**Excerto do texto**
# # # #
Mas o governo contrapõe agora que “um dos mais relevantes desenvolvimentos em 2018 foi a redução da dívida a fornecedores, num valor que ficará abaixo de 500 milhões de euros, uma diminuição próxima de 50% face ao valor registado no final de 2017”.
A análise global do TdC sobre o SNS é que a situação económico-financeira do serviço de saúde pública é “extraordinariamente débil”. Também apontava que a recapitalização do serviço “não tem sido suficiente” e que entre 2014 e 2016 os fundos próprios do SNS caíram quase 79%, fixando-se nos 231 milhões de euros em 2016.
O Governo indica, por seu lado, que “o reforço da despesa no SNS tem sido a principal aposta do Estado” já que a despesa no SNS representa quase 60% do aumento da despesa corrente primária da Administração Central entre 2015 e 2018 (ou seja, 1.042 milhões de euros em cerca de 1.745 milhões de euros).
# # # #
**Instrução 1**
Recolha todas as linhas dos registos em que aparece a palavra "wooden".

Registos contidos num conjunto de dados
# # # #
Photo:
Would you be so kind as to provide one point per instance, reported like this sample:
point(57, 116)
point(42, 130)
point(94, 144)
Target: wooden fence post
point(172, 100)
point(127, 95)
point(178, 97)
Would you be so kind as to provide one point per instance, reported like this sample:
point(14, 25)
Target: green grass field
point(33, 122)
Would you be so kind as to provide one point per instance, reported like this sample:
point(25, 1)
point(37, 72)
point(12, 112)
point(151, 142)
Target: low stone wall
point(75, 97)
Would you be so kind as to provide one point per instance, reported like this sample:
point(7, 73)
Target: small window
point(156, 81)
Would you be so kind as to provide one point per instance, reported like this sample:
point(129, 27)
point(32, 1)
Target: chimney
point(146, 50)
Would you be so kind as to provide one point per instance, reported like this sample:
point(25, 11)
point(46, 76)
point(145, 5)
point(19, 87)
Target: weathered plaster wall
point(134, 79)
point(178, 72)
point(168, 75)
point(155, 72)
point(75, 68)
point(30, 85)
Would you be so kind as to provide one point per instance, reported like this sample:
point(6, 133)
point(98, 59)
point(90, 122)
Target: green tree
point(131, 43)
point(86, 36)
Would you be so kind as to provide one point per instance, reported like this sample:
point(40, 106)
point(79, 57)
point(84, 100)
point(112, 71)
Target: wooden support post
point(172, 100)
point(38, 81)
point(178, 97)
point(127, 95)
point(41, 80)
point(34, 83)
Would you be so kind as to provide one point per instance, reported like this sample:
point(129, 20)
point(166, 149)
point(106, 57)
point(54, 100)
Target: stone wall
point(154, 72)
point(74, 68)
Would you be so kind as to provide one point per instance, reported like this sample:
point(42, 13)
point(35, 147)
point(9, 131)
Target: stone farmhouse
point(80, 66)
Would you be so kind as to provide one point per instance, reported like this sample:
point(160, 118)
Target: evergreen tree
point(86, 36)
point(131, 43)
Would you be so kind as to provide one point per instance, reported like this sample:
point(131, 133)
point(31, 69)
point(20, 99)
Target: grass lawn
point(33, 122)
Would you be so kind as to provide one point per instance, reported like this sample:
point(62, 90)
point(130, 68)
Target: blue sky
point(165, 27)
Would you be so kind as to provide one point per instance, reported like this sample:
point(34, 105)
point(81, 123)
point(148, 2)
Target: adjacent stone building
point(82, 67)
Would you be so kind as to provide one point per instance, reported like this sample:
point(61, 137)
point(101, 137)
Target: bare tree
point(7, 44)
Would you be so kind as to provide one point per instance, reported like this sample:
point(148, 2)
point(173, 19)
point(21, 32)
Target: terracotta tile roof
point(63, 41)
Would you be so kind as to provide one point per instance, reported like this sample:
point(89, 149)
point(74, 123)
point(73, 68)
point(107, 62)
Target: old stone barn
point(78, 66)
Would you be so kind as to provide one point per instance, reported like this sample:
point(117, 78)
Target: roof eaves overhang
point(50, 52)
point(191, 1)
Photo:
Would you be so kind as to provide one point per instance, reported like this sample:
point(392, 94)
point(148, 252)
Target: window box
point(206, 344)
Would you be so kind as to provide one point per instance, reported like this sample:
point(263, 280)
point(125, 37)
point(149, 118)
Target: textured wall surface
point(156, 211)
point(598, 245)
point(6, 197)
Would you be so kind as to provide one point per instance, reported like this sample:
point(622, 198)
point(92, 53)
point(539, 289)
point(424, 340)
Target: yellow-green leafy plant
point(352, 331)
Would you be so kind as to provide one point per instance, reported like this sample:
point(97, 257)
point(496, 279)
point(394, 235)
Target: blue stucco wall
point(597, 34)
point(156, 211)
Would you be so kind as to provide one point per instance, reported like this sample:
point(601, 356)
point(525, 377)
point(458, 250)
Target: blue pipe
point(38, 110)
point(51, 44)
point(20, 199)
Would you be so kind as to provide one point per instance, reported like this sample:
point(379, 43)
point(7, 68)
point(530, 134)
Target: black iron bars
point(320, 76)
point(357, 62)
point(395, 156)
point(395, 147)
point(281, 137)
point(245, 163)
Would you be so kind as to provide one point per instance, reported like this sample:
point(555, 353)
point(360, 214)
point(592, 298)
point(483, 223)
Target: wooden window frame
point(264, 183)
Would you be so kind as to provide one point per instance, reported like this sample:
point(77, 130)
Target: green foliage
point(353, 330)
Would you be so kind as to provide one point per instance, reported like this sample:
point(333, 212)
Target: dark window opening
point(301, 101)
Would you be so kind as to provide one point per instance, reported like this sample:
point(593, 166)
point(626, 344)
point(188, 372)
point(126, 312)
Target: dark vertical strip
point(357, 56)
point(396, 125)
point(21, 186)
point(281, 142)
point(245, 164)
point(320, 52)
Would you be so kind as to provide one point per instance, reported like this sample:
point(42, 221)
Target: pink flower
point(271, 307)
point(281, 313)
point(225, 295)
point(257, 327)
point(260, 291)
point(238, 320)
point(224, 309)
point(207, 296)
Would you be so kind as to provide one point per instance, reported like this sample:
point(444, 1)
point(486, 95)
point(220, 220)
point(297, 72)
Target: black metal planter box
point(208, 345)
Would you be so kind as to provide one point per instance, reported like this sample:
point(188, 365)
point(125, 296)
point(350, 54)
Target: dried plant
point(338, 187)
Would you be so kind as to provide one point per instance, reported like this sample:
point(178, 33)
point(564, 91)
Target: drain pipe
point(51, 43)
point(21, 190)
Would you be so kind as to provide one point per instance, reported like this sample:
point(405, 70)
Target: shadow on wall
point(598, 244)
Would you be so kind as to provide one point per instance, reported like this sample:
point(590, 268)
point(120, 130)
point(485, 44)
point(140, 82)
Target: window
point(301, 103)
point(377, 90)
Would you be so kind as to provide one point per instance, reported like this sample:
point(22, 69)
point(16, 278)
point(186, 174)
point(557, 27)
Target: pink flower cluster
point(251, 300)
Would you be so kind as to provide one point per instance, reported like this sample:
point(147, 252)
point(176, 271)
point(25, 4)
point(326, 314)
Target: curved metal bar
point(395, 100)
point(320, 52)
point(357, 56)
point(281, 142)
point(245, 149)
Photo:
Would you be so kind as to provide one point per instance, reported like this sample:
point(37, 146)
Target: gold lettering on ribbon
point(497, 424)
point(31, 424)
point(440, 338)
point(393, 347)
# # # #
**Instrução 2**
Prolongue o texto sobre a situação financeira do Serviço Nacional de Saúde a partir da última frase apresentada.

**Resposta 1**
Target: wooden fence post
Target: wooden support post
Target: wooden window frame

**Resposta 2**
Ainda de acordo com os ministérios das Finanças e da Saúde, entre 2015 e 2018, “as despesas com pessoal cresceram 597 milhões de euros, mais 17% do que em 2015”, um valor que “representa o esforço de contratação, melhoria das condições de trabalho (horas extra, horas de qualidade e redução do período normal de trabalho) que deve ser valorizado por todos os profissionais do SNS”.
Profissionais a fazer 40 horas têm de receber trabalho suplementar
Ao longo do ano passado, o Governo começou a passar os profissionais de saúde do SNS (enfermeiros, técnicos e assistentes) para o regime das 35 horas semanais, obrigando a contratações adicionais e pagamento de horas extraordinárias.